* Begin Records to process *

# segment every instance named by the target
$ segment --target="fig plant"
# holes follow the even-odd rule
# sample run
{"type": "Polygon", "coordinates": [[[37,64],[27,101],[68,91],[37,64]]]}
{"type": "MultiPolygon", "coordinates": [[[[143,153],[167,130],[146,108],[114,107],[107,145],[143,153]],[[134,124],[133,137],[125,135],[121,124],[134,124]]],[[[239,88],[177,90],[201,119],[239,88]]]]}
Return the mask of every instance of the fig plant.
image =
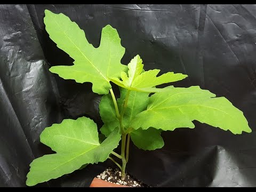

* End Records to process *

▶ Written request:
Pull out every line of the items above that contains the string "coordinates", matching case exactly, and copy each one in full.

▶ Output below:
{"type": "Polygon", "coordinates": [[[37,64],[27,101],[68,91],[37,64]]]}
{"type": "MultiPolygon", "coordinates": [[[[143,153],[167,130],[146,108],[114,107],[107,145],[143,153]],[[134,124],[133,137],[125,135],[121,124],[134,124]]],[[[239,88],[177,90],[201,119],[239,88]]]]}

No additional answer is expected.